(Source document begins)

An incoming Cal Poly freshman leaving home for the first time. A new parent bringing their newborn home from the hospital. A person coping with the loss of a loved one. These are the people Jonny White wants to help with an app he is developing.
White, founder of a startup called Trees, aims to help connect people who are facing major life transitions with the information they need to succeed. Trees works by using machine learning and psychometrics to curate the most helpful resources from the internet for any given individual.
New users will start by filling out a questionnaire that assesses personality, habits, demographics, location, major, etc. Based on the answers, the app will then lead them straight to resources that are most likely to help them, some of which contain original content and others that have been pulled from carefully vetted online sources.
Resources provided to users based on their specific needs may include action plans with steps to better manage their sleep or calendars, video content from the web, useful books to read, or articles written by people they can relate to. The development of the app began two years ago, and it is currently preparing for a launch in Cal Poly’s CIE Hothouse.
White, who has a background in psychology and teaching, knows that all individuals operate differently and therefore have different needs. For that reason, he is passionate about getting the right help for the right person, in addition to tracking the success of that help so it can help someone else in the future.
"It's a shame we're not better at tracking what works for whom," White said. Trees will be able to track which resources have been most helpful to users, as well as track which users found them helpful.
After the preliminary assessment and recommendation each user can report whether the help worked for them. The more people use the app, the better it will become at providing the most helpful resources to each individual.
If the app determines an individual is someone who needs to get better sleep, for instance, it might recommend a series of steps on how to do so. It might also show the individual a video of Elon Musk talking about why you shouldn’t eat before bed.
“If you seem like somebody who might respond well to that according to the machine learning backend, then we might give you Elon Musk,” White said. “To certain people, he’s persuasive. So we’re just sourcing the best of the web.”
White is fascinated with trying to solve this "what works, for whom" riddle. Whether it be a first-time college student, a new mom, or a person who simply wants to live healthier, his app is intended to find and provide users the best help, digital content, and constructive resources to be successful in new situations.

(Source document ends)

▸ **Exercise instructions**:
A) Repeat word for word the part of the Trees article that starts at the words "White, who has" and stops after "found them helpful.".
B) According to the Trees article, what two methods does Trees use to curate resources from the internet?
C) Summarize the Trees article in two sentences.

(Data records begins)

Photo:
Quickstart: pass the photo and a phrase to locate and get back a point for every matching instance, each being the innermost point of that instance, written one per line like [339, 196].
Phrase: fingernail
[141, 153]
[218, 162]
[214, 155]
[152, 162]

(Data records ends)

▸ **Numbered responses**:
A)
White, who has a background in psychology and teaching, knows that all individuals operate differently and therefore have different needs. For that reason, he is passionate about getting the right help for the right person, in addition to tracking the success of that help so it can help someone else in the future.
"It's a shame we're not better at tracking what works for whom," White said. Trees will be able to track which resources have been most helpful to users, as well as track which users found them helpful.

B) Machine learning and psychometrics.

C) Jonny White, founder of the startup Trees, is developing an app that uses machine learning and psychometrics to connect people facing major life transitions with the online resources most likely to help them, based on a questionnaire about their personality, habits, demographics, and other traits. Users can report whether the help worked, so the app can track what works for whom and become better at recommending resources as more people use it.